------ PASSAGE PROVIDED

2

I currently need to intersect two sorted vectors.

Here are my implementations:

#include <immintrin.h>
#include <stdint.h>

#include <algorithm>
#include <bit>
#include <chrono>
#include <cstring>
#include <iostream>
#include <string>
#include <vector>

using namespace std;

// Type your code here, or load an example.
void square(vector<uint64_t> &res, vector<uint64_t> &a, vector<uint64_t> &b) {
  set_intersection(a.begin(), a.end(), b.begin(), b.end(), back_inserter(res));
}

void super(vector<uint64_t> &res, vector<uint64_t> &a, vector<uint64_t> &b) {
  uint32_t offset = 0;

  for (auto it = a.begin(), it_end = a.end(); it != it_end; ++it) {
    auto r = _mm512_set1_epi64((uint64_t)*it);

    for (auto it2 = b.begin(), it2_end = b.end(); it2 != it2_end; it2 += 8) {
      auto distance = it2 - b.begin();
      auto *ptr = b.data() + distance;

      auto s = _mm512_loadu_epi64((const void *)ptr);

      auto m = _mm512_cmpeq_epu64_mask(r, s);

      auto count = popcount(m);

      auto *ptr2 = &(*(res.begin() + offset));

      _mm512_mask_compressstoreu_epi64((void *)ptr2, m, s);

      offset += count;
    }
  }

  // res.resize(offset);
}

int main() {
  vector<uint64_t> a, b;

  for (uint32_t x = 0; x < (64 * 1024); ++x) {
    a.push_back(x);
    b.push_back(x + 21);
  }
  vector<uint64_t> res(66000);

  for (uint32_t t = 0; t < 10; ++t) {
    auto c = std::chrono::high_resolution_clock::now();
    super(res, a, b);
    auto c2 = std::chrono::high_resolution_clock::now();
    auto d = chrono::duration_cast<chrono::nanoseconds>(c2 - c);

    cout << d.count() << endl;

    for (uint32_t x = 0, xs = 4; x < xs; ++x) {
      cout << res[x] << endl;
    }

    res.clear();
  }

  cout << "-------" << endl;

  for (uint32_t t = 0; t < 10; ++t) {
    auto c = std::chrono::high_resolution_clock::now();
    square(res, a, b);
    auto c2 = std::chrono::high_resolution_clock::now();
    auto d = chrono::duration_cast<chrono::nanoseconds>(c2 - c);

    cout << d.count() << endl;
    for (uint32_t x = 0, xs = 4; x < xs; ++x) {
      cout << res[x] << endl;
    }
    res.clear();
  }
}

I created a godbolt compiler example to ease the testings by the community: Godbolt's test box

My concern is the abysmal performance of the SIMD version, even using AVX instructions (huge latencies).

------------

▶ STATED EXERCISE 1
Copy all of the rows below exactly, leaving out the pictures.

------ THE INPUT

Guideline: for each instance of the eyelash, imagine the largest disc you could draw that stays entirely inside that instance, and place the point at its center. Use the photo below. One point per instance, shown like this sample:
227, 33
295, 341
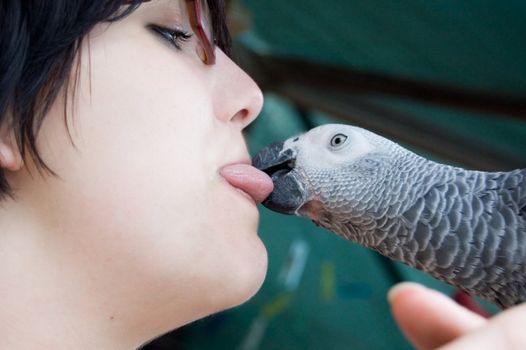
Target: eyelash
176, 37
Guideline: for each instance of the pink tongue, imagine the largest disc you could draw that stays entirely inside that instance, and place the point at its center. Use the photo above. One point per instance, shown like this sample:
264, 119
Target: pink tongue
249, 179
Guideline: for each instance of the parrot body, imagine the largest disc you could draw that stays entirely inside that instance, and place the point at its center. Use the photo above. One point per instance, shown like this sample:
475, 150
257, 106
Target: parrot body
467, 228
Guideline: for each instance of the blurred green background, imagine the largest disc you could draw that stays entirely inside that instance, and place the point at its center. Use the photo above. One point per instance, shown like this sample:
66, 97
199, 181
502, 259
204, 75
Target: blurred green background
444, 78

------------

▶ STATED EXERCISE 2
In the post on intersecting sorted vectors, which standard library function does the square function call?

▶ FULL RESPONSE 1
Guideline: for each instance of the eyelash, imagine the largest disc you could draw that stays entirely inside that instance, and place the point at its center. Use the photo below. One point per instance, shown like this sample:
227, 33
295, 341
Target: eyelash
176, 37
Guideline: for each instance of the pink tongue, imagine the largest disc you could draw that stays entirely inside that instance, and place the point at its center. Use the photo above. One point per instance, shown like this sample:
264, 119
Target: pink tongue
249, 179
Guideline: for each instance of the parrot body, imagine the largest disc you could draw that stays entirely inside that instance, and place the point at its center. Use the photo above. One point per instance, shown like this sample:
475, 150
257, 106
Target: parrot body
467, 228
Guideline: for each instance of the blurred green background, imagine the largest disc you could draw that stays entirely inside that instance, and place the point at its center. Use the photo above. One point per instance, shown like this sample:
66, 97
199, 181
502, 259
204, 75
Target: blurred green background
444, 78

▶ FULL RESPONSE 2
set_intersection